**Point-per-instance localization data:**
────────────────

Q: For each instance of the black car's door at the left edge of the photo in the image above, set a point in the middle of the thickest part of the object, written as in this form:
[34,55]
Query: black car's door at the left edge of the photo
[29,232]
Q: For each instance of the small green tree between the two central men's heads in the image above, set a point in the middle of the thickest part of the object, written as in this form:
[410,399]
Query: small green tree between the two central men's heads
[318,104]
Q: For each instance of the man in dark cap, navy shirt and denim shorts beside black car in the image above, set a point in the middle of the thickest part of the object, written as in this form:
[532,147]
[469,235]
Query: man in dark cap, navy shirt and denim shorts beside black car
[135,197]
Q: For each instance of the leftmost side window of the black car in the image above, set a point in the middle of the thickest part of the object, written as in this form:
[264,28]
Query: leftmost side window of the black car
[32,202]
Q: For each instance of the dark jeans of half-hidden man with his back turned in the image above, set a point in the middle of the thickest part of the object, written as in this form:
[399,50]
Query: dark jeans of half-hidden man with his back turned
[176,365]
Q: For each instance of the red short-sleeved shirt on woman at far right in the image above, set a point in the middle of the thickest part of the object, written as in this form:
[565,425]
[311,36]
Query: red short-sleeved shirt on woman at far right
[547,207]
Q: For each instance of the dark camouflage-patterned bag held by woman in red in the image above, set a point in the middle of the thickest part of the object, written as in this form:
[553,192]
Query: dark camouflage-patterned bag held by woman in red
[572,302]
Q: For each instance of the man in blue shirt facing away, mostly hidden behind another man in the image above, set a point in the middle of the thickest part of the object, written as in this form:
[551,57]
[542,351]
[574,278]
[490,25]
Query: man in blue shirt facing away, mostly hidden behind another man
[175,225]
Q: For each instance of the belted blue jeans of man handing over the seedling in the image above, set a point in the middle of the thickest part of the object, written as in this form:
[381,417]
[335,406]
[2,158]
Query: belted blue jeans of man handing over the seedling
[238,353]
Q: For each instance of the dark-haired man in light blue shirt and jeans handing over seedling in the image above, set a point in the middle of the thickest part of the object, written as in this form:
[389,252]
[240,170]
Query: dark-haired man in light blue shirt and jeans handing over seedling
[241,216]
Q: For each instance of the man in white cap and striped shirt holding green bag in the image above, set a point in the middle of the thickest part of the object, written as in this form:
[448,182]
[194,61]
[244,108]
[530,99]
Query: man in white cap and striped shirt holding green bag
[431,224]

────────────────

**Task description:** Every entry must be set down exactly, with nothing left out.

**Exercise result:**
Q: For each instance of the black car's door at the left edge of the photo in the image above, set a point in the middle of the thickest part of the object, written as in this form:
[34,55]
Query: black car's door at the left edge of the photo
[29,232]
Q: For each instance of the small green tree between the two central men's heads in the image above, set a point in the middle of the thickest part of the object, written as in this form:
[410,399]
Query: small green tree between the two central men's heads
[318,104]
Q: For each instance of the man in dark cap, navy shirt and denim shorts beside black car in the image above, set a point in the middle of the thickest part of the object, written as in this form:
[532,147]
[469,235]
Query: man in dark cap, navy shirt and denim shorts beside black car
[135,197]
Q: For each instance of the leftmost side window of the black car in the image above, set a point in the middle of the thickest part of the object, written as in this form:
[264,28]
Query: leftmost side window of the black car
[32,202]
Q: For each instance of the dark jeans of half-hidden man with his back turned in the image above, set a point in the middle of the thickest part of the object, written as in this form:
[399,50]
Query: dark jeans of half-hidden man with his back turned
[176,365]
Q: For each instance of the red short-sleeved shirt on woman at far right in the image above, set a point in the middle of the thickest part of the object, written as in this form:
[565,425]
[311,36]
Query: red short-sleeved shirt on woman at far right
[547,207]
Q: For each instance of the dark camouflage-patterned bag held by woman in red in the image above, set a point in the middle of the thickest part of the object, written as in this form:
[553,192]
Query: dark camouflage-patterned bag held by woman in red
[572,302]
Q: For each instance of the man in blue shirt facing away, mostly hidden behind another man in the image above, set a point in the middle of the thickest part of the object, written as in this form:
[551,57]
[542,351]
[574,278]
[490,25]
Query: man in blue shirt facing away, mostly hidden behind another man
[175,225]
Q: For each instance of the belted blue jeans of man handing over the seedling in the image above, set a point in the middle of the thickest part of the object, written as in this form:
[381,417]
[335,406]
[2,158]
Query: belted blue jeans of man handing over the seedling
[238,353]
Q: For each instance of the dark-haired man in light blue shirt and jeans handing over seedling in the image above, set a point in the middle of the thickest part of the object, written as in this form:
[389,252]
[240,170]
Query: dark-haired man in light blue shirt and jeans handing over seedling
[241,216]
Q: For each instance of the man in white cap and striped shirt holding green bag in the image above, set a point in the middle of the thickest part of the object, written as in this form:
[448,182]
[194,61]
[244,108]
[530,99]
Query: man in white cap and striped shirt holding green bag
[431,224]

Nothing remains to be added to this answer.